● Requirements
Return the full listing exactly as it is written.

● Task data
____

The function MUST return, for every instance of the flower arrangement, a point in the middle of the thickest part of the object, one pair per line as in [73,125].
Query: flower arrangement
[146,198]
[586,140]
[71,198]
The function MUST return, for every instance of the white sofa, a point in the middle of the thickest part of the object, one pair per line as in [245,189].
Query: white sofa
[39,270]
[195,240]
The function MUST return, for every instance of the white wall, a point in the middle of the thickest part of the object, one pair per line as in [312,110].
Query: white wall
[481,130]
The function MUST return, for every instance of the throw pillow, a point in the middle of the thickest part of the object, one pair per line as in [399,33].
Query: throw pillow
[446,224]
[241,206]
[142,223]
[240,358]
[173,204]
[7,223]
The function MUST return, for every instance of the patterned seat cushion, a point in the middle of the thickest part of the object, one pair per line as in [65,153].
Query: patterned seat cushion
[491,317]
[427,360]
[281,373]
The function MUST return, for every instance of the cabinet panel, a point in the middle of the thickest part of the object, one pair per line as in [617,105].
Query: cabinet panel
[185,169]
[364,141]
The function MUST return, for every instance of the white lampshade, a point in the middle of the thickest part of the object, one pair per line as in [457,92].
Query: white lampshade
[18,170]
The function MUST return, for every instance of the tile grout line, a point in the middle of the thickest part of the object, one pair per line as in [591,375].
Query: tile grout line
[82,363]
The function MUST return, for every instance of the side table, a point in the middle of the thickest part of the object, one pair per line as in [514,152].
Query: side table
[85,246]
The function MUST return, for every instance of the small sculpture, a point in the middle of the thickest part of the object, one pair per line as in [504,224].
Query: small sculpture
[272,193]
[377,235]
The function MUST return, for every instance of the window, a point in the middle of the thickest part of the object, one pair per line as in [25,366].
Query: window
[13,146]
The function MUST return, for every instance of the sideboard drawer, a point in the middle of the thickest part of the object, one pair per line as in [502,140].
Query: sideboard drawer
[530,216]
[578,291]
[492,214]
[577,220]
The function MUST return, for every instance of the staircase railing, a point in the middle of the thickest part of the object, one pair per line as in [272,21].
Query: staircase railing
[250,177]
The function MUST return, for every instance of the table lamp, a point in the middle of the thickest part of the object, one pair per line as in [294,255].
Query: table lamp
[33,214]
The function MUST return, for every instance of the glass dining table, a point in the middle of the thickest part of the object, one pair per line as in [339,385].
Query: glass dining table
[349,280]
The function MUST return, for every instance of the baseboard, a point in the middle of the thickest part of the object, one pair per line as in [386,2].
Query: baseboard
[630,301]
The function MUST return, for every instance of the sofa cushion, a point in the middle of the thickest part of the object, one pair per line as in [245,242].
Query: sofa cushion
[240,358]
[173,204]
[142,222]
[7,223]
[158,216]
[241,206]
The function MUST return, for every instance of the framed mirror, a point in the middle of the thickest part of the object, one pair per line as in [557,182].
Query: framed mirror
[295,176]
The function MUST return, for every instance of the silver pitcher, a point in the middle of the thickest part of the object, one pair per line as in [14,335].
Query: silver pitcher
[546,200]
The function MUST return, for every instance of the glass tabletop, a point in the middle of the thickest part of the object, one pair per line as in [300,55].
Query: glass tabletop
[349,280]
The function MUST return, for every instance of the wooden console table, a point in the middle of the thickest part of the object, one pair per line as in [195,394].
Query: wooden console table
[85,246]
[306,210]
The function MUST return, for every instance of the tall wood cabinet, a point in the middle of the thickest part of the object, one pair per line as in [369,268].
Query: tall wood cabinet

____

● Solved problem
The function MUST return, for every instance of the flower arrangement, a point in the middle of the thickest part of the object, one pair per line as in [73,125].
Query: flower arrangement
[146,198]
[586,140]
[71,198]
The function MUST return, for every instance of the white sofa, a point in the middle of the thickest part of the object, one pair per line as in [245,189].
Query: white sofa
[39,270]
[195,240]
The function MUST return, for every instance of the white wall, a point in the middle of the thickest part of the object, one pair per line as in [312,110].
Query: white wall
[481,130]
The function MUST return, for every instance of the throw pillow, a point in the middle of the thickest part of the object, one pair per line as in [399,33].
Query: throw pillow
[446,224]
[241,206]
[142,223]
[240,358]
[173,204]
[7,223]
The function MUST return, for every instance of the patterned seat cushion, a point in the middle of the thickest part of the object, one pair per line as in [65,153].
Query: patterned seat cushion
[491,317]
[427,360]
[281,373]
The function MUST return, for every instance of the cabinet panel, a point in the middle of the thickest part of the object, one pair per line as in [617,105].
Query: cabinet panel
[185,169]
[364,141]
The function MUST return, for every instance of the white lampshade, a point in the middle of the thickest part of the object, one pair per line as in [457,92].
Query: white lampshade
[18,170]
The function MUST return, for every instance of the tile grout line, a point in the middle of the thickest part of the object, one pair per line as in [591,375].
Query: tile grout line
[82,363]
The function MUST return, for every instance of the side table, a point in the middle of the thickest part of the object, one pair per line as in [514,152].
Query: side table
[85,246]
The function MUST return, for every instance of the small sculpture, a point in the middle of the thickest part of the object, one pair per line as in [504,224].
Query: small sculpture
[272,193]
[377,235]
The function MUST return, for every instance of the window, a point in the middle of the thickest part of the object, one pair per line as in [25,366].
Query: window
[13,146]
The function MUST return, for every instance of the sideboard drawer, a point in the middle of the thickest part of the object, one pair per line as in [502,140].
Query: sideboard drawer
[530,216]
[578,291]
[492,214]
[577,220]
The function MUST return, for every instance of the staircase railing, a point in the middle of the thickest part of the object, one pair per line as in [272,21].
Query: staircase railing
[250,177]
The function MUST return, for every instance of the table lamp, a point in the middle of the thickest part of the object, one pair per line as in [294,255].
Query: table lamp
[33,214]
The function MUST return, for every instance of the glass dining table, a point in the middle of the thickest part of the object, one pair per line as in [339,385].
Query: glass dining table
[349,280]
The function MUST return, for every instance of the baseboard, a point in the middle of the thickest part of the object, one pair per line as in [386,2].
Query: baseboard
[630,301]
The function MUST return, for every instance of the sofa cushion, a point in the middle of the thickest part of the object, one pair per line as in [245,242].
Query: sofa cushion
[240,358]
[173,204]
[142,222]
[7,223]
[158,216]
[241,206]
The function MUST return, for every instance of the framed mirror, a point in the middle of the thickest part of the object, one pair per line as in [557,182].
Query: framed mirror
[295,176]
The function MUST return, for every instance of the silver pitcher, a point in the middle of the thickest part of the object, one pair per line as in [14,335].
Query: silver pitcher
[546,200]
The function MUST return, for every instance of the glass tabletop, a point in the middle of the thickest part of the object, one pair per line as in [300,55].
Query: glass tabletop
[349,280]
The function MUST return, for every instance of the wooden console table, a point in the middle of the thickest part of the object, one pair per line as in [195,394].
Query: wooden console table
[85,246]
[306,210]
The function MUST return, for every instance of the tall wood cabinet, a point in the middle of the thickest part of the object, one pair per line as in [369,268].
Query: tall wood cabinet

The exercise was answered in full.